In the passage on Ethereum's energy use, repeat the part that begins with "Ethereum mining consumes" and ends with "uses in a day.", substituting "Ireland" for "Iceland".

** start of Text passage **

By Peter Fairley
Bitcoin soaks up most of the hype and the opprobrium heaped on cryptocurrencies, leaving its younger and smaller sibling Ethereum in the shadows. But Ethereum is anything but small. Its market capitalization was roughly US $10 billion at press time, and it has an equally whopping energy footprint.
Ethereum mining consumes a quarter to half of what Bitcoin mining does, but that still means that for most of 2018 it was using roughly as much electricity as Iceland. Indeed, the typical Ethereum transaction gobbles more power than an average U.S. household uses in a day.
“That’s just a huge waste of resources, even if you don’t believe that pollution and carbon dioxide are an issue. There are real consumers—real people—whose need for electricity is being displaced by this stuff,” says Vitalik Buterin, the 24-year-old Russian-Canadian computer scientist who invented Ethereum when he was just 18.
Buterin plans to finally start undoing his brainchild’s energy waste in 2019. This year Buterin, the Ethereum Foundation he cofounded, and the broader open-source movement advancing the cryptocurrency all plan to field-test a long-promised overhaul of Ethereum’s code. If these developers are right, by the end of 2019 Ethereum’s new code could complete transactions using just 1 percent of the energy consumed today.

** end of Text passage **
** start of Records shown **

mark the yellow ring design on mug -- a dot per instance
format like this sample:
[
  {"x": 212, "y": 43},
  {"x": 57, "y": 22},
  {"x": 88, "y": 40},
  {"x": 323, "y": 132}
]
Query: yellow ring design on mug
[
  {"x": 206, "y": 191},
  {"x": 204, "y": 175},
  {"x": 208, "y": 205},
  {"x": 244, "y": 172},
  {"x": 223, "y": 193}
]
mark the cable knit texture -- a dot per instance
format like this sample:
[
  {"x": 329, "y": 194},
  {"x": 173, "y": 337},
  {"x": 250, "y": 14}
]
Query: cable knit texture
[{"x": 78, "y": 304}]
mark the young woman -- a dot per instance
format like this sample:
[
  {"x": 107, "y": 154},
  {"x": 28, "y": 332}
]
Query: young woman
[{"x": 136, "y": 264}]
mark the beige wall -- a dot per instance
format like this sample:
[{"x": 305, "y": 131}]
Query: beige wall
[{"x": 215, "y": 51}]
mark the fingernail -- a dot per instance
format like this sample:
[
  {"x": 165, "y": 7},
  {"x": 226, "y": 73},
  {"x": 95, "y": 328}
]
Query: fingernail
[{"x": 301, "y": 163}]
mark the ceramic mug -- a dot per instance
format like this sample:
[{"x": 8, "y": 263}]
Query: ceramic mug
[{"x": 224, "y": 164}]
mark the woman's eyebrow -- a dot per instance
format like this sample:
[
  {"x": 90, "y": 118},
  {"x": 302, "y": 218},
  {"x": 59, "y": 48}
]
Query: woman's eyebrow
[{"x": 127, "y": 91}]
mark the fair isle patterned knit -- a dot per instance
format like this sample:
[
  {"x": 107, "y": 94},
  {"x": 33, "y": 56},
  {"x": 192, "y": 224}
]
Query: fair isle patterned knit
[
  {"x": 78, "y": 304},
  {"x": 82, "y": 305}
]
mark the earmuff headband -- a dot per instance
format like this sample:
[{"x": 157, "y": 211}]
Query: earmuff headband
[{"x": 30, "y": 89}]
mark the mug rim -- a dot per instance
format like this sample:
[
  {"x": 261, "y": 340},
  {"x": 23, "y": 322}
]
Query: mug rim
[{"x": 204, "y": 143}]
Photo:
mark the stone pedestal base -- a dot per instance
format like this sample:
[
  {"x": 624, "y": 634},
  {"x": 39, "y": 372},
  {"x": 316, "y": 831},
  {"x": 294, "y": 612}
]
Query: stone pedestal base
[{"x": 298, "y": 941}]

** end of Records shown **

- Final result
Ethereum mining consumes a quarter to half of what Bitcoin mining does, but that still means that for most of 2018 it was using roughly as much electricity as Ireland. Indeed, the typical Ethereum transaction gobbles more power than an average U.S. household uses in a day.